[Work instructions]:
Extract every item below verbatim, line for line, but leave the pictures out.

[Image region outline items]
* BEGIN *

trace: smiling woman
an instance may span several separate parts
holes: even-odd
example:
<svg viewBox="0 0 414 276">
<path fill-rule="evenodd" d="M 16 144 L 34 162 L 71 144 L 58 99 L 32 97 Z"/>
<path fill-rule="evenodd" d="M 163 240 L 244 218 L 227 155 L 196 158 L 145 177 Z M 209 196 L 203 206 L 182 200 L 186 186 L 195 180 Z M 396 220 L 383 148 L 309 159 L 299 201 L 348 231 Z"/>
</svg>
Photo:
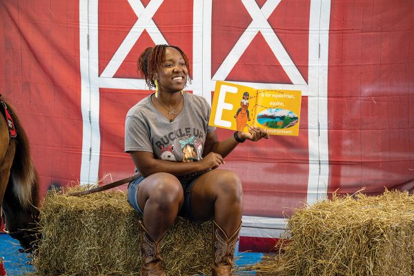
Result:
<svg viewBox="0 0 414 276">
<path fill-rule="evenodd" d="M 125 151 L 143 175 L 128 188 L 128 201 L 144 216 L 141 275 L 166 275 L 160 244 L 180 216 L 214 219 L 212 275 L 231 275 L 241 225 L 242 188 L 235 173 L 215 169 L 239 141 L 258 141 L 267 134 L 254 128 L 236 132 L 237 140 L 232 135 L 217 141 L 215 127 L 208 126 L 208 103 L 184 91 L 190 79 L 190 64 L 177 46 L 146 49 L 138 70 L 148 88 L 155 88 L 155 93 L 128 111 L 125 124 Z"/>
</svg>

* END *

[Answer in full]:
trace: smiling woman
an instance may span several separate parts
holes: even-odd
example:
<svg viewBox="0 0 414 276">
<path fill-rule="evenodd" d="M 16 144 L 34 162 L 71 144 L 58 99 L 32 97 Z"/>
<path fill-rule="evenodd" d="M 163 240 L 244 218 L 227 155 L 196 158 L 145 177 Z M 209 196 L 203 206 L 182 200 L 186 186 L 195 180 Z M 396 220 L 383 148 L 309 159 L 299 201 L 348 231 Z"/>
</svg>
Photo:
Result:
<svg viewBox="0 0 414 276">
<path fill-rule="evenodd" d="M 125 151 L 143 175 L 128 188 L 128 201 L 144 216 L 141 275 L 166 275 L 160 244 L 180 216 L 214 219 L 212 275 L 231 275 L 241 225 L 242 188 L 235 173 L 215 169 L 239 141 L 258 141 L 267 134 L 254 128 L 236 132 L 237 140 L 232 135 L 217 141 L 215 127 L 208 126 L 208 103 L 184 91 L 190 79 L 190 64 L 177 46 L 146 49 L 138 70 L 148 88 L 155 88 L 155 93 L 128 111 L 125 124 Z"/>
</svg>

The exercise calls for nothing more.